DOCUMENT PASSAGE —

⁂

Intel 64 and IA-32 Architectures Software Developers Manual Volume 3A, System Programming Guide, Part 1
Vol. 3A 10-9
MEMORY CACHE CONTROL
10.3.1 Buffering of Write Combining Memory Locations
Writes to the WC memory type are not cached in the typical sense of the word
cached. They are retained in an internal write combining buffer (WC buffer) that is
separate from the internal L1, L2, and L3 caches and the store buffer. The WC buffer
is not snooped and thus does not provide data coherency. Buffering of writes to WC
memory is done to allow software a small window of time to supply more modified
data to the WC buffer while remaining as non-intrusive to software as possible. The
buffering of writes to WC memory also causes data to be collapsed; that is, multiple
writes to the same memory location will leave the last data written in the location and
the other writes will be lost.

⁂

[Position identification data]
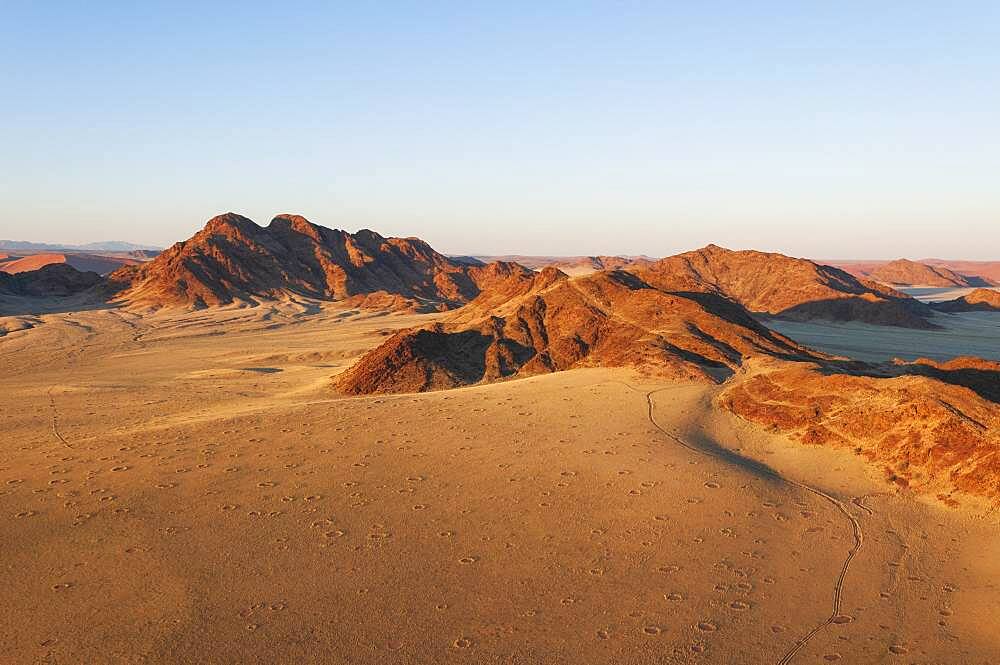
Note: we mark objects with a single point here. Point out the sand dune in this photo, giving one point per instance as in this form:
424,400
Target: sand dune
185,488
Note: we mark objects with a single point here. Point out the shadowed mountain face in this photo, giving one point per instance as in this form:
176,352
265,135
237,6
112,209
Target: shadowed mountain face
233,260
102,264
778,285
905,272
549,322
571,265
933,427
980,300
54,280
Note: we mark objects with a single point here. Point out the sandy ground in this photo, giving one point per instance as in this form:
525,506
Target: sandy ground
962,334
188,490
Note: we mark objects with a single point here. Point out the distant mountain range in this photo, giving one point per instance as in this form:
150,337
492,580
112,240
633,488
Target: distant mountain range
108,246
234,261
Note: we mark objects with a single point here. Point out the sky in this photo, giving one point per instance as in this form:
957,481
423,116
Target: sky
819,129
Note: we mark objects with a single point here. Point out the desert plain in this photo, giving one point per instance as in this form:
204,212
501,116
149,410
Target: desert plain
185,487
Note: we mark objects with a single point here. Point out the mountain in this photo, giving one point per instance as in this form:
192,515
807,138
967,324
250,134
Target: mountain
972,273
571,265
906,273
979,300
777,285
233,260
932,427
548,322
110,246
56,280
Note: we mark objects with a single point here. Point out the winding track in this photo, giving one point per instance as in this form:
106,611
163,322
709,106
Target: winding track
859,539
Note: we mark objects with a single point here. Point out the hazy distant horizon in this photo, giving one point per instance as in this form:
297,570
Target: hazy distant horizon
862,130
81,246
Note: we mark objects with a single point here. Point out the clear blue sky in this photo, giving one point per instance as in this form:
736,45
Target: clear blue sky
823,129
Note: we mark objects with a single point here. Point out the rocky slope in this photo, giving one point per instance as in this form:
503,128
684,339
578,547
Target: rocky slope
907,273
571,265
233,260
980,300
550,322
777,285
932,427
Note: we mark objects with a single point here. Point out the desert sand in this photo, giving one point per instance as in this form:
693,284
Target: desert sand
186,488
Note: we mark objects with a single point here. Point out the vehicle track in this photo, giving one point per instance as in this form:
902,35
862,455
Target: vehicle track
55,420
838,590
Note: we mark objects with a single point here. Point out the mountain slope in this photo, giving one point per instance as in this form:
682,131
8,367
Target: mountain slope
233,260
55,280
932,427
778,285
550,322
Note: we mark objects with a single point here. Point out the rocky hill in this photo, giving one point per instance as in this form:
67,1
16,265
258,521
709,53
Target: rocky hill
55,280
549,322
776,285
233,260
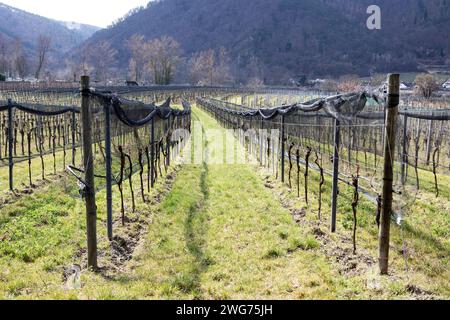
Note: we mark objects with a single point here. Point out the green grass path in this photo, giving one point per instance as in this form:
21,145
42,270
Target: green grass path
220,234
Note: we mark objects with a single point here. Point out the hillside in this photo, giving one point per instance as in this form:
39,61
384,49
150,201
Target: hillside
293,37
18,24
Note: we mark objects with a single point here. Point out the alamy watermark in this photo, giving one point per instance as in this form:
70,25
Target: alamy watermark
374,20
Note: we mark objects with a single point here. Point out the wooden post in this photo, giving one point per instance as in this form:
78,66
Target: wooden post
152,154
108,163
10,145
337,142
283,147
429,141
91,209
388,177
405,143
169,139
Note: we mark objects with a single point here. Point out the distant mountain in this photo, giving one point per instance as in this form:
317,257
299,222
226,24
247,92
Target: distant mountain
19,24
289,38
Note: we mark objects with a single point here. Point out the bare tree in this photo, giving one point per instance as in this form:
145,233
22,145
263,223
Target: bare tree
4,61
137,46
426,85
42,49
201,68
329,85
255,83
163,58
222,70
207,67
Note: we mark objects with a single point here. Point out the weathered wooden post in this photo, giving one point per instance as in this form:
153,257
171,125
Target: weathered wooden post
404,146
73,137
283,147
108,164
152,153
337,142
169,139
388,177
89,192
10,145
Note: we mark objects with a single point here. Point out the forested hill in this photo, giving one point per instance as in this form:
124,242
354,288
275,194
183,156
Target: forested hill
16,24
293,37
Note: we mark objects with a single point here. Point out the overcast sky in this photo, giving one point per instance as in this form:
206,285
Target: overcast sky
95,12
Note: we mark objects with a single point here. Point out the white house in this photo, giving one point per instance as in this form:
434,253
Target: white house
446,85
403,86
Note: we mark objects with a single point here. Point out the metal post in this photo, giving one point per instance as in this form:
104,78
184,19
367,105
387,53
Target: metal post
10,145
337,142
404,155
388,177
109,209
91,209
283,147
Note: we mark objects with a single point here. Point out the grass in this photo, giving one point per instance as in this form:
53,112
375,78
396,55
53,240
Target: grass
218,234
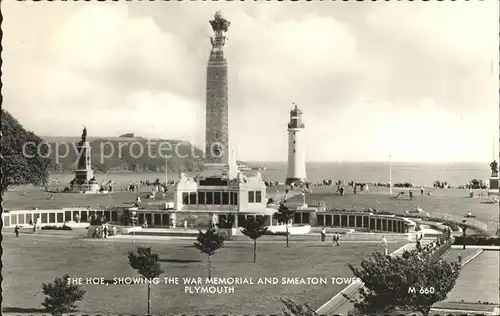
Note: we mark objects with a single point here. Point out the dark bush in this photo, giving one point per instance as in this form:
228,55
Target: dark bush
64,227
479,240
269,233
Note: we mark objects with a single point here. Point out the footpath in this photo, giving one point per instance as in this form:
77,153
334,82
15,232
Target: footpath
341,304
456,302
476,290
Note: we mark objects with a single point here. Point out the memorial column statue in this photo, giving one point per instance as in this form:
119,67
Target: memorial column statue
494,168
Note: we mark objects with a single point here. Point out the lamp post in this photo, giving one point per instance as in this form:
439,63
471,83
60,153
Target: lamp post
134,218
464,228
390,175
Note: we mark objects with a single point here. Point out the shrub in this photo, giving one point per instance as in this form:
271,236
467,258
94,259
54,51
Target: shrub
61,297
270,233
52,227
147,264
478,240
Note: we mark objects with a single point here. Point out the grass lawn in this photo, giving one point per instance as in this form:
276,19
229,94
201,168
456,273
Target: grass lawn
26,198
30,261
478,281
451,201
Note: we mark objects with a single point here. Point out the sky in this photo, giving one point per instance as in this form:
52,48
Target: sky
414,80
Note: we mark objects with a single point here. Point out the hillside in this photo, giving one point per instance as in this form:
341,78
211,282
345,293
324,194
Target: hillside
124,154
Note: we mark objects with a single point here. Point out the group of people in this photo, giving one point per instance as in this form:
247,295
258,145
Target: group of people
103,231
425,251
336,239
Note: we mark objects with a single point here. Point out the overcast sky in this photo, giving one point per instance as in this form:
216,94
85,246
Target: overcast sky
415,79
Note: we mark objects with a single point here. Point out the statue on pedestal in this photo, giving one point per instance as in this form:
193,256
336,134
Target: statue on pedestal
494,168
84,136
173,220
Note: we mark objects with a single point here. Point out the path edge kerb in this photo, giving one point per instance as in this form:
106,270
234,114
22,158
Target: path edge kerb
339,299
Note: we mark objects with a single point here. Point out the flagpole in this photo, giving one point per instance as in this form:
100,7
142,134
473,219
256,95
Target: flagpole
166,172
390,175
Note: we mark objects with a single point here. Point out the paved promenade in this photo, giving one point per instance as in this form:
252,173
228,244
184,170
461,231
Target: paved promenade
478,283
339,304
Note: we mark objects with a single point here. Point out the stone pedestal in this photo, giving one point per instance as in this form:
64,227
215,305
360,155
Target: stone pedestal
493,185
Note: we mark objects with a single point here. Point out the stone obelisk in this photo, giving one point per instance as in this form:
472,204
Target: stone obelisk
217,162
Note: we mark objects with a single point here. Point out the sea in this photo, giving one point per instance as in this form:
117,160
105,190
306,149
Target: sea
421,174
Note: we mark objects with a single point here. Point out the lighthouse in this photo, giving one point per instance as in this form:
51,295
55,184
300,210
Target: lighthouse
296,170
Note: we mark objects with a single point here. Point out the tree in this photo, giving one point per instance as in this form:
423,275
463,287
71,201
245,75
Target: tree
254,229
293,309
60,296
389,283
147,264
209,242
24,155
284,215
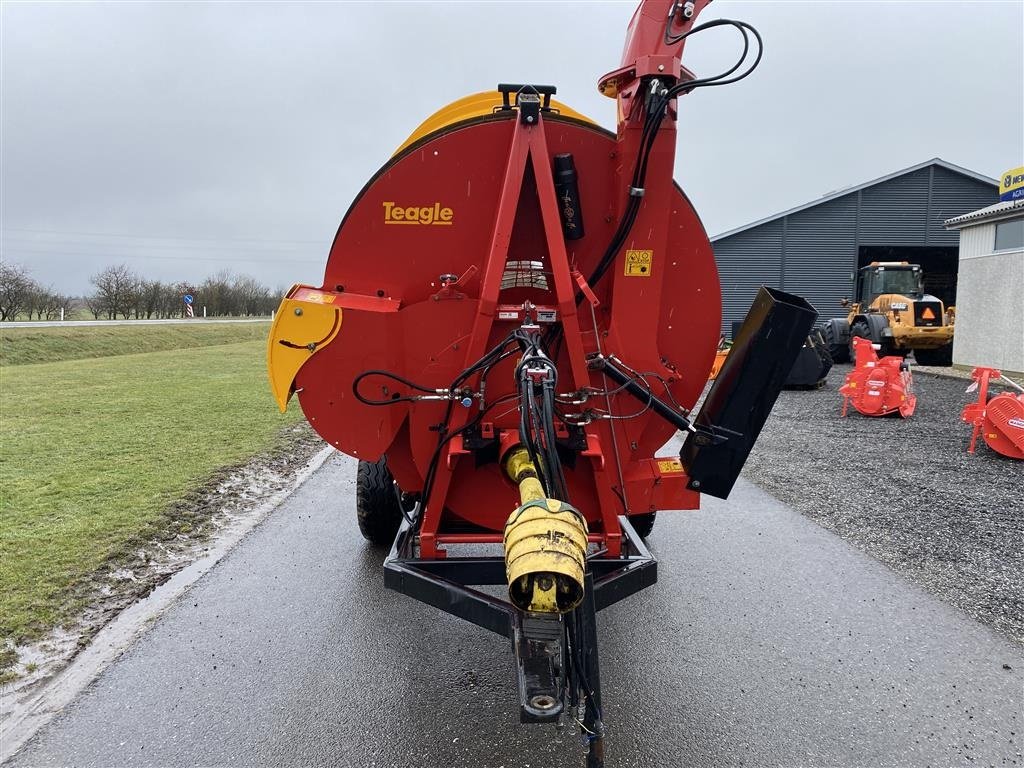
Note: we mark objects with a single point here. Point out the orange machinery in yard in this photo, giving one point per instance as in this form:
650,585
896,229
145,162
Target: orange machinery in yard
999,419
878,386
518,312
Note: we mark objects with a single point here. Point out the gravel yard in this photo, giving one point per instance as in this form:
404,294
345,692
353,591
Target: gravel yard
906,492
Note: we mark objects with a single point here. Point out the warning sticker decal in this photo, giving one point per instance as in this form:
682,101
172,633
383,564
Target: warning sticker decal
638,263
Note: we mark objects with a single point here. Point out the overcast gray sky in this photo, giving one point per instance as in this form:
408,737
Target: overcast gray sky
184,138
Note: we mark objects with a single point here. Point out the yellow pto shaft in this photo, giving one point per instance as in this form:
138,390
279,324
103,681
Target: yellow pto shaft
545,545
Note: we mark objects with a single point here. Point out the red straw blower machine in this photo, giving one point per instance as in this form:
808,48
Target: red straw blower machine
999,419
517,314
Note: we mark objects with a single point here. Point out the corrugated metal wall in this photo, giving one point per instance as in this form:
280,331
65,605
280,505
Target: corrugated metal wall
813,252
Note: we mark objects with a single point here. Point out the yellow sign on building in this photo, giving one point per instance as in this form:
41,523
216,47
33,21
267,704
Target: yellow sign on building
1012,184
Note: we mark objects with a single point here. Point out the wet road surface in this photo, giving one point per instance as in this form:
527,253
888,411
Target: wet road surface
767,641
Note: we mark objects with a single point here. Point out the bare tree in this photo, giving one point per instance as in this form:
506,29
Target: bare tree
95,304
116,290
16,287
55,302
150,292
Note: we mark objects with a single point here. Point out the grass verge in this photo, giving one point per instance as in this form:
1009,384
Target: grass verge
22,346
93,453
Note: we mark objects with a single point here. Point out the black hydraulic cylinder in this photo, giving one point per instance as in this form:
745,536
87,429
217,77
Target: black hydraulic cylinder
631,385
567,192
741,397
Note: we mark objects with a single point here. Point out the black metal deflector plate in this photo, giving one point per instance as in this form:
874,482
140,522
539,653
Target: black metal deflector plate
538,645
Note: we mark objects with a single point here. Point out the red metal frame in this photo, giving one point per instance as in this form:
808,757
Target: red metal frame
494,174
528,145
878,386
999,420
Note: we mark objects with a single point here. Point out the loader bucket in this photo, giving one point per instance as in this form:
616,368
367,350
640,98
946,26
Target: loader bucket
739,400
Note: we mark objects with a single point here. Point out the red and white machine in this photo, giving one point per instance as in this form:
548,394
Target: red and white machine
518,311
999,420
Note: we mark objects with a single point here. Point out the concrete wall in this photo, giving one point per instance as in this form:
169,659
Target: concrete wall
989,303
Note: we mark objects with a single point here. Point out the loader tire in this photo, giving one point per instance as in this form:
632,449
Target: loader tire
941,356
376,505
840,352
644,523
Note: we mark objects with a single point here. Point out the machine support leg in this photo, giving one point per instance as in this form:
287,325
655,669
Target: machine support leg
587,627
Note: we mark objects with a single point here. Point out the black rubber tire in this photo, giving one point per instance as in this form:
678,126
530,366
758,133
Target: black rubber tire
941,356
376,505
858,329
840,352
644,523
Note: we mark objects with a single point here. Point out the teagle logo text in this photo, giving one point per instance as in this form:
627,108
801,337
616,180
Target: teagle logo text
395,214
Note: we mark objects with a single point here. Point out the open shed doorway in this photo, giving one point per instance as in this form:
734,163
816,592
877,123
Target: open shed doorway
938,262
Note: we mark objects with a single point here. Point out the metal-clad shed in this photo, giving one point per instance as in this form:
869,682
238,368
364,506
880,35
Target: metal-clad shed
814,250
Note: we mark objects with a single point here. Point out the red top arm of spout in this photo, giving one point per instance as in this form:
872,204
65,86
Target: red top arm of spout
646,51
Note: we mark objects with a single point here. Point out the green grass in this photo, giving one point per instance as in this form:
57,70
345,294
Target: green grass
94,453
20,346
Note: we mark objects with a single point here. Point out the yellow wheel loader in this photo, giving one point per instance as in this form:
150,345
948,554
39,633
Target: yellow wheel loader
892,310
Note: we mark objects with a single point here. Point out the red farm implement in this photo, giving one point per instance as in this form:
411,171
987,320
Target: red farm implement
878,386
518,312
999,419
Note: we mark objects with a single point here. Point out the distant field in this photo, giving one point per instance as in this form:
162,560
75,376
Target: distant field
19,346
93,453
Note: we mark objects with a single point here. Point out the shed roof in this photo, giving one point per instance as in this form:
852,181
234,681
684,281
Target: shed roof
842,193
1006,209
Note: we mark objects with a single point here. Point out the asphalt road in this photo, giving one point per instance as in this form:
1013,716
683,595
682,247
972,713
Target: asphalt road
767,641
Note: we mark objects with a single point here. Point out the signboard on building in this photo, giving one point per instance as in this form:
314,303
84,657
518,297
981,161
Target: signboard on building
1012,184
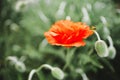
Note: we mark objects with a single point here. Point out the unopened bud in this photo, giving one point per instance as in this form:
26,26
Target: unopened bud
57,73
101,48
112,52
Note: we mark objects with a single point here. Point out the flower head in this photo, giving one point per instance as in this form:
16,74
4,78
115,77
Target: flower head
67,33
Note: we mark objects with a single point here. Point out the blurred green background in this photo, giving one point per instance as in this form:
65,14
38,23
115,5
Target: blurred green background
23,46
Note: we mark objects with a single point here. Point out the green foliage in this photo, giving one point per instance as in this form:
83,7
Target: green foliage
22,27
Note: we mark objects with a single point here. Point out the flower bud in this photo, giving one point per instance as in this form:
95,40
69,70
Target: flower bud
20,66
101,48
112,52
57,73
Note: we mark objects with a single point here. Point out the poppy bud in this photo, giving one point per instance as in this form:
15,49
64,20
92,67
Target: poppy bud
101,48
57,73
112,52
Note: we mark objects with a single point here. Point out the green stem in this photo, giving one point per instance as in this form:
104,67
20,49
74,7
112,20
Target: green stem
110,40
37,70
69,55
97,35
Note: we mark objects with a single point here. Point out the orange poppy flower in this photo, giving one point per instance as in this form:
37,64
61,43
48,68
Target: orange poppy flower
67,33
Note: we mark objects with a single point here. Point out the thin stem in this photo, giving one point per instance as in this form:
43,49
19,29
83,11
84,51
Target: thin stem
66,59
97,35
31,74
110,40
37,70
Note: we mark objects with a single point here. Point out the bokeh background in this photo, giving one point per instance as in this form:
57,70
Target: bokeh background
23,46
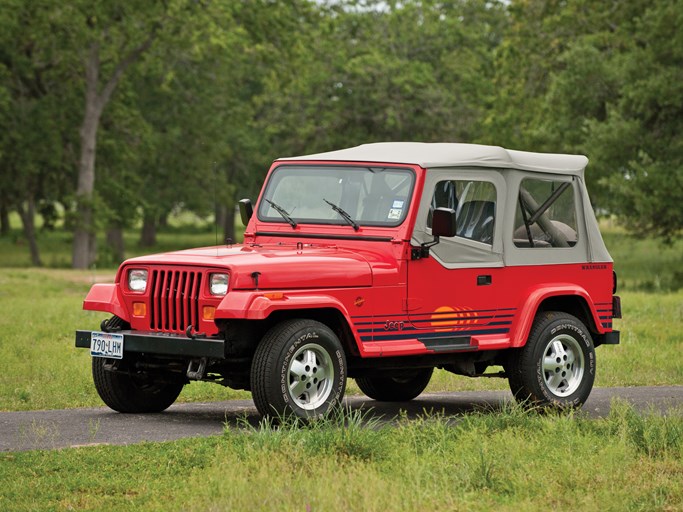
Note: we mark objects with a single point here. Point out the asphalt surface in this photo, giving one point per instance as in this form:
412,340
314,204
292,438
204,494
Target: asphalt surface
32,430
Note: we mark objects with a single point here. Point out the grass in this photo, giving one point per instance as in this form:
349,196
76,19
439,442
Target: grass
41,309
503,460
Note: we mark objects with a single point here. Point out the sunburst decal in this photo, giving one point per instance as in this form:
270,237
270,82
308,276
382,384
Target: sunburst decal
447,317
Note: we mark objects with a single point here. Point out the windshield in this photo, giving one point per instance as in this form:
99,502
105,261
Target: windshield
351,196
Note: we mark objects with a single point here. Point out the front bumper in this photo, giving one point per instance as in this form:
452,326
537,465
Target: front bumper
163,344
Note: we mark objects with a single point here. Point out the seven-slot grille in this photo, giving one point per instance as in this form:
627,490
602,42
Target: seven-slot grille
174,303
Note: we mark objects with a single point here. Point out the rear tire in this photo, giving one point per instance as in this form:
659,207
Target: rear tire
129,393
400,387
299,369
556,367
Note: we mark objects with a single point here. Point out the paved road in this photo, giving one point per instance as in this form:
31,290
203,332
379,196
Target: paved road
30,430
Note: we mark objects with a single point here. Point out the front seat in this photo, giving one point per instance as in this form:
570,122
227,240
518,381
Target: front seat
475,220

⁂

WHAT THE TASK ASKS — Could you repeat the write-combining passage word for word, starting with "Intel 64 and" and going on through "will be lost."? Rely only on the write-combining passage.

THE SOLUTION —
Intel 64 and IA-32 Architectures Software Developers Manual Volume 3A, System Programming Guide, Part 1
Vol. 3A 10-9
MEMORY CACHE CONTROL
10.3.1 Buffering of Write Combining Memory Locations
Writes to the WC memory type are not cached in the typical sense of the word
cached. They are retained in an internal write combining buffer (WC buffer) that is
separate from the internal L1, L2, and L3 caches and the store buffer. The WC buffer
is not snooped and thus does not provide data coherency. Buffering of writes to WC
memory is done to allow software a small window of time to supply more modified
data to the WC buffer while remaining as non-intrusive to software as possible. The
buffering of writes to WC memory also causes data to be collapsed; that is, multiple
writes to the same memory location will leave the last data written in the location and
the other writes will be lost.